What the task asks:
Print the part of the text on Australia's 2021 outlook that begins at the words "There is no" and stops after "on these leisures.", copying it with no changes.

Extract:
######
Welcome Twenty-Twenty One

International borders might not open until 2022


The Australian government has expressed the intention of reopening Australia's international borders as soon as possible, reviewing medical advice and rollout of the COVID-19 vaccines on a "week by week" schedule.


Despite these efforts, the Health Department has predicted that the end of travel restrictions may not occur until 2022. The situation remains unclear, but Prime Minister Scott Morrison has affirmed that the plans for another 12 months of restrictions and hotel quarantine could be reconsidered.


Property Performance Indications

Despite international border closers,


Australia is one of just five nations who enter 2021 very well placed. COVID-19 numbers are low, the news regarding a vaccine is excellent, and confidence is rebounding.


Even Melbourne, the hardest hit city is catching up to the wave of recovery that is already underway elsewhere. Australia has persisted well, and heartening developments in job markets bring forth confidence in the property market.


The damage of 2020 is winding back, and at a breakneck speed at that, but make no mistake, it will not disappear. Some aspects of damage will linger, despite the effective controls put in place.


There is no doubt that things have changed. Spending habits were forced into hibernation, with lockdowns and border closures, and households have been saving more of these funds normally spent on these leisures.
######
Supplied data:
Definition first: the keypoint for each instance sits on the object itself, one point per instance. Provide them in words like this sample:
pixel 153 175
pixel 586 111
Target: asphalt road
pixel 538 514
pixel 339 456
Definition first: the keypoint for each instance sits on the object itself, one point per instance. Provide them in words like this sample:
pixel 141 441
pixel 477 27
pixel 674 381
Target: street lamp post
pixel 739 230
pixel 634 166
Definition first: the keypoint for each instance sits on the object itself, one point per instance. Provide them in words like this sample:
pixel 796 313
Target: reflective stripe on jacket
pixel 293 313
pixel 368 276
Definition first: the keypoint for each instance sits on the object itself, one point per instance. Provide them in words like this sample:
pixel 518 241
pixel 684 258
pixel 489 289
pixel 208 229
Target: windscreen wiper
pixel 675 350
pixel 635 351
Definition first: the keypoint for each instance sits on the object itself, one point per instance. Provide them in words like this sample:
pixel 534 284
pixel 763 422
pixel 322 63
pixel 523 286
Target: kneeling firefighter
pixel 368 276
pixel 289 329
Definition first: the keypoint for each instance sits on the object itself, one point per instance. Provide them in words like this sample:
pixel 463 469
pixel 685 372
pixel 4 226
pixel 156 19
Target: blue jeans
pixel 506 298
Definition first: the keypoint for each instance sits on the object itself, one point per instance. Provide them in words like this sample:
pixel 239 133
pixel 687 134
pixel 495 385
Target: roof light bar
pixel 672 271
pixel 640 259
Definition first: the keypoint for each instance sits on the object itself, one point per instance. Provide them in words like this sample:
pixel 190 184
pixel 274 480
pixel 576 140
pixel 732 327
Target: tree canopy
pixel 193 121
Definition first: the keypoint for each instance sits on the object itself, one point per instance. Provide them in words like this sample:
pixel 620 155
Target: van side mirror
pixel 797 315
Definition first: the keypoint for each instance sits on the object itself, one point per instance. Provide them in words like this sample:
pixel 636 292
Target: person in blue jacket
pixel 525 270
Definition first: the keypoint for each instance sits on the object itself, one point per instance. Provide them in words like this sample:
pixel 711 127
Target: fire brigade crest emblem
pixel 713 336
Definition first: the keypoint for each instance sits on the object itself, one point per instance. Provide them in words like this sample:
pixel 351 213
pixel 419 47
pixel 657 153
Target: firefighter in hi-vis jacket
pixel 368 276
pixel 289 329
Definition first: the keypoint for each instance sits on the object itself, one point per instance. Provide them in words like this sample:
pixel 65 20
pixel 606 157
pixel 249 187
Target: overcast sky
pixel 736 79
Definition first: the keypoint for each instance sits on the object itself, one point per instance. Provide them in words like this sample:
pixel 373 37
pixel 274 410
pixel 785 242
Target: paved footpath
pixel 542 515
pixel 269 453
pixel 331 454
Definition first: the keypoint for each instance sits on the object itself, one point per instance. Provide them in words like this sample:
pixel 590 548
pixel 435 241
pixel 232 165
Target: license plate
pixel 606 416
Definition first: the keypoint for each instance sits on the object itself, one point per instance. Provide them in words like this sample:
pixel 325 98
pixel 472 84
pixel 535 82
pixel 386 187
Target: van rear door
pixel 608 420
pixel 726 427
######
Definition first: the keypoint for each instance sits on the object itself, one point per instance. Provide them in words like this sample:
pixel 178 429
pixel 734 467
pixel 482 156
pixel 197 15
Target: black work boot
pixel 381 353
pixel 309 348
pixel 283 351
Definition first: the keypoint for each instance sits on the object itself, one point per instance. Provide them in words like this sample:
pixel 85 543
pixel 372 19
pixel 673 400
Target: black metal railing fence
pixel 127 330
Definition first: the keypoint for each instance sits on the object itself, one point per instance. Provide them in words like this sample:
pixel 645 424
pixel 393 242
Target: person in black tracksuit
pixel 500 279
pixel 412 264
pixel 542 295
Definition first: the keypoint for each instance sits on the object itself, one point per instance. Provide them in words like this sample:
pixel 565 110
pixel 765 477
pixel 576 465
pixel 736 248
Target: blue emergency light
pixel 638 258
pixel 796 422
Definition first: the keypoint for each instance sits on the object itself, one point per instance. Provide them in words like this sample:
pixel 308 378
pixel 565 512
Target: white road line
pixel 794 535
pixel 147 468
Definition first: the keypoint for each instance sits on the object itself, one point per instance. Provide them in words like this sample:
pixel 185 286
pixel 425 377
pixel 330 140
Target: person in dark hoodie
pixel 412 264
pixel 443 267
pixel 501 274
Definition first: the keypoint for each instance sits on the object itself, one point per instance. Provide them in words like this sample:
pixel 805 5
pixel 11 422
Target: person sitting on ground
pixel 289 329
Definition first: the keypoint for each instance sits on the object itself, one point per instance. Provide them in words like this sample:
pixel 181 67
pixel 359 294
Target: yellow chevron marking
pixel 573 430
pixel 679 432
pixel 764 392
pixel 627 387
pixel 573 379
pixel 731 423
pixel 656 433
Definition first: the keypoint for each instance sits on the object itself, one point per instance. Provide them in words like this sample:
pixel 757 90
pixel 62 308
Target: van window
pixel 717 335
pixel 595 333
######
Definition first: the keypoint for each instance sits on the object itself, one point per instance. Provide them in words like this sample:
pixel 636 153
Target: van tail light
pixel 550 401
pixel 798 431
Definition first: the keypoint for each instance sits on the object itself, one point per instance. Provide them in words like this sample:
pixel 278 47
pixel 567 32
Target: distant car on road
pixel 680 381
######
Task result:
There is no doubt that things have changed. Spending habits were forced into hibernation, with lockdowns and border closures, and households have been saving more of these funds normally spent on these leisures.